**Written problem**: Everything in the listing should be restated word for word.

**Records shown**:
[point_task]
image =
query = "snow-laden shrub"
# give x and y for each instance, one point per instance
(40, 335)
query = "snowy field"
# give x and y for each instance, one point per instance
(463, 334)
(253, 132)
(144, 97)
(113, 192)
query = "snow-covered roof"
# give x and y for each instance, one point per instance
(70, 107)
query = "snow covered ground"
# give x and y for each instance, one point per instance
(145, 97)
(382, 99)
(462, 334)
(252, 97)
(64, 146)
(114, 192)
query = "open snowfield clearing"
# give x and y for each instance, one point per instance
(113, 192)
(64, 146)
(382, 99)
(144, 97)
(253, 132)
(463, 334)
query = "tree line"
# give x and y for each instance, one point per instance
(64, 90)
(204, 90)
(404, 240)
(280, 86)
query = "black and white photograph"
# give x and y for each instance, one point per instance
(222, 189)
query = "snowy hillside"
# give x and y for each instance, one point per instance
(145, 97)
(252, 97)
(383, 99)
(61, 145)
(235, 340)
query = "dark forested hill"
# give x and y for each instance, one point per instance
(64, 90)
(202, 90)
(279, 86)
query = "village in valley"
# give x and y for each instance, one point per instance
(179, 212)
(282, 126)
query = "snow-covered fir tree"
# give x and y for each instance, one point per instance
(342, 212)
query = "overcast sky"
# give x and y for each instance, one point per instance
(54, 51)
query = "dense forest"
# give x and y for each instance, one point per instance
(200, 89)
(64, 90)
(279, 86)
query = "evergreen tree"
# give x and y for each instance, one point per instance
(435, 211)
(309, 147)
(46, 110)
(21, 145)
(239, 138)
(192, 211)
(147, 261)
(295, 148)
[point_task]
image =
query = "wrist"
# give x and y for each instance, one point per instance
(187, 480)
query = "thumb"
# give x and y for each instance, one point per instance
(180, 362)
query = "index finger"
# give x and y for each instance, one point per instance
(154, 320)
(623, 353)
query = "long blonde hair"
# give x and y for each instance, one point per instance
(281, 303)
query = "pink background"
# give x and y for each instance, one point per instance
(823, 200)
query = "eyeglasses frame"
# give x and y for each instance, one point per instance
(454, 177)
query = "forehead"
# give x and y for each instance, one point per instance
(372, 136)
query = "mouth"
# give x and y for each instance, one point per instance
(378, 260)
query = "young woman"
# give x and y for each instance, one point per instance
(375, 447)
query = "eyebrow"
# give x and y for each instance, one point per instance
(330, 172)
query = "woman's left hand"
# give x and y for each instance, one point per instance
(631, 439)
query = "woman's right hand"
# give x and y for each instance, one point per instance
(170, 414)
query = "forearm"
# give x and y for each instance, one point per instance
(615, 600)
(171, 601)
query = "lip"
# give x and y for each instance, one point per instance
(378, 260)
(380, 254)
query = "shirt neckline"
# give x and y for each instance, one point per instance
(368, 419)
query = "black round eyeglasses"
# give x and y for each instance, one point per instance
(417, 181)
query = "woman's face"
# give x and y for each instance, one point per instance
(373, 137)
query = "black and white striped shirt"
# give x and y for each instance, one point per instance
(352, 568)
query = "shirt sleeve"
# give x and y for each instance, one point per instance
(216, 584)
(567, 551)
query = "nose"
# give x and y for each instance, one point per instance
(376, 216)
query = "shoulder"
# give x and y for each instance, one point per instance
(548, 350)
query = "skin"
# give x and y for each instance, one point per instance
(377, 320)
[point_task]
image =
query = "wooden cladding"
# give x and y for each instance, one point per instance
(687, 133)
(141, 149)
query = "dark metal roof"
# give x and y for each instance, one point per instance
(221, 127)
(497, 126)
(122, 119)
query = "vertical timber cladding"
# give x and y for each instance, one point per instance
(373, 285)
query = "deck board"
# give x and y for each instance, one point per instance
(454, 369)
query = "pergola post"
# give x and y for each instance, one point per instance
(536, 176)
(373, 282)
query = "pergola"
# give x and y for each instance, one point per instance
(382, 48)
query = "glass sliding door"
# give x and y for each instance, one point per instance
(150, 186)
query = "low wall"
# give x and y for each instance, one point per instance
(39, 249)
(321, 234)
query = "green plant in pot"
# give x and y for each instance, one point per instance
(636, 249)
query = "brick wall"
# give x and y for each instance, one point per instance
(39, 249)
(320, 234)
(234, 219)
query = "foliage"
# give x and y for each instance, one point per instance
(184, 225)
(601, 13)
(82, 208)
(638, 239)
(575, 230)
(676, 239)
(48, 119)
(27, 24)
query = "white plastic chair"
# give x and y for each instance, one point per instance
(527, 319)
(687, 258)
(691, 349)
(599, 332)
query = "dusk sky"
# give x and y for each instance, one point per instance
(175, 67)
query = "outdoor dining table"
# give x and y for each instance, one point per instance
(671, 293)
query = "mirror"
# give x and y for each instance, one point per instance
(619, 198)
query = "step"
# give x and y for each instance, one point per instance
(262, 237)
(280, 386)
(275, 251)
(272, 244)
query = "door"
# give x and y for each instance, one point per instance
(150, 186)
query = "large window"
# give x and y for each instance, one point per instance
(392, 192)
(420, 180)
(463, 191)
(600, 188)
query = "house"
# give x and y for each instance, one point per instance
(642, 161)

**Answer in full**:
[point_task]
image =
query = "snow-laden shrub"
# give x and y for each instance, one point per instance
(40, 335)
query = "snowy field"
# give x and y for each instance, one point per instance
(463, 334)
(253, 132)
(144, 97)
(113, 192)
query = "snow-covered roof"
# give x and y for each instance, one point per instance
(70, 107)
query = "snow covered ground"
# give x and y for each instance, one point per instance
(145, 97)
(382, 99)
(462, 334)
(252, 97)
(64, 146)
(114, 192)
query = "open snowfield clearing"
# give x and y for each instance, one point per instance
(113, 192)
(64, 146)
(382, 99)
(144, 97)
(253, 132)
(463, 334)
query = "tree line"
# give x and y for each instance, one point per instance
(64, 90)
(204, 90)
(404, 240)
(280, 86)
query = "black and white photograph"
# give x and y for each instance, one point per instance
(222, 189)
query = "snowy hillside"
# give x and y for each instance, one point per instance
(145, 97)
(252, 97)
(383, 99)
(61, 145)
(235, 340)
query = "dark forested hill"
# give x and y for each instance, one point per instance
(64, 90)
(202, 90)
(279, 86)
query = "village in valley"
# give x and y for each instance, one point per instance
(179, 212)
(282, 126)
query = "snow-covered fir tree"
# give x and y for each instance, one point per instance
(342, 212)
query = "overcast sky"
# give x and y for each instance, one point per instance
(54, 51)
query = "dense forest"
# give x and y for each instance, one point per instance
(200, 89)
(64, 90)
(279, 86)
query = "evergreen tree"
# give x and y for each instance, one point per instance
(435, 211)
(309, 147)
(46, 110)
(21, 145)
(239, 138)
(192, 211)
(147, 261)
(295, 148)
[point_task]
image =
query = "wrist"
# give x and y for each instance, one point per instance
(187, 480)
query = "thumb"
# give x and y for each instance, one point per instance
(180, 362)
query = "index finger"
# give x and y for each instance, one point per instance
(154, 320)
(623, 353)
query = "long blonde hair"
# give x and y for each instance, one point per instance
(281, 303)
query = "pink background"
# give x and y for each instance, one point per instance
(823, 200)
query = "eyeglasses frame"
# give x and y for each instance, one point per instance
(454, 177)
query = "forehead"
# give x and y for each instance, one point per instance
(372, 136)
query = "mouth"
# give x and y for each instance, one point per instance
(378, 260)
query = "young woman"
# give x and y for each instance, one point per instance
(375, 447)
query = "eyebrow"
# give x and y for each instance, one point per instance
(330, 172)
query = "woman's left hand"
# give x and y for each instance, one point per instance
(631, 439)
query = "woman's right hand"
# give x and y for each instance, one point per instance
(170, 414)
query = "forearm"
# give x and y for each instance, one point per instance
(615, 600)
(171, 601)
query = "lip"
# give x and y for each instance, one point per instance
(378, 260)
(380, 254)
query = "shirt neckline"
# give x and y for each instance, one point per instance
(368, 419)
query = "black round eyeglasses"
# give x and y for each instance, one point per instance
(417, 181)
query = "woman's face"
# give x and y for each instance, one point per instance
(373, 137)
query = "black and white striped shirt"
# give x and y for each instance, one point per instance
(352, 568)
query = "shirt sleeve"
# give x and y for each instance, one point per instance
(216, 584)
(567, 551)
query = "nose"
# give x and y for each instance, one point per instance
(376, 216)
query = "shoulder"
# give x and y for each instance, one point per instance
(548, 350)
query = "skin"
# give x and y for each instance, one point per instance
(377, 320)
[point_task]
image =
query = "wooden cladding"
# give x and y for each instance, one point per instance
(687, 133)
(141, 149)
query = "dark metal roof"
# give x and y for each instance, one point per instance
(221, 127)
(497, 126)
(122, 119)
query = "vertical timber cladding"
# give x and y for each instance, one point per instance
(373, 285)
query = "deck board"
# give x and y for each instance, one point per instance
(454, 369)
query = "pergola post"
# give x and y for each instance, one point per instance
(536, 176)
(373, 282)
query = "pergola"
# give x and y for each instance, one point per instance
(382, 48)
query = "glass sliding door"
# give x and y for each instance, one point per instance
(150, 186)
query = "low wall"
# give x and y for each instance, one point per instance
(39, 249)
(321, 234)
query = "green plant in pot"
# give x and y for each instance, one point per instance
(636, 249)
query = "brick wall"
# give x and y for each instance, one point per instance
(39, 249)
(320, 234)
(234, 219)
query = "foliage"
# give x and y for each instance, one point per instance
(184, 225)
(601, 13)
(82, 208)
(638, 239)
(575, 230)
(676, 239)
(48, 119)
(27, 24)
query = "white plastic chair"
# give x and y for each instance, one point per instance
(527, 319)
(687, 258)
(691, 349)
(599, 332)
query = "dusk sky"
# give x and y for each instance, one point per instance
(175, 67)
query = "outdoor dining table"
# give x and y for each instance, one point per instance
(671, 293)
query = "mirror"
# give x and y for each instance, one point per instance
(619, 198)
query = "step"
# give x and y for each instance, one point per instance
(262, 237)
(280, 386)
(275, 251)
(272, 244)
query = "door"
# give x and y for each instance, one point per instance
(150, 186)
query = "large window"
# give x and y for each instance, one point per instance
(392, 192)
(420, 180)
(463, 191)
(600, 188)
query = "house"
# give x and y for each instance, one point per instance
(642, 161)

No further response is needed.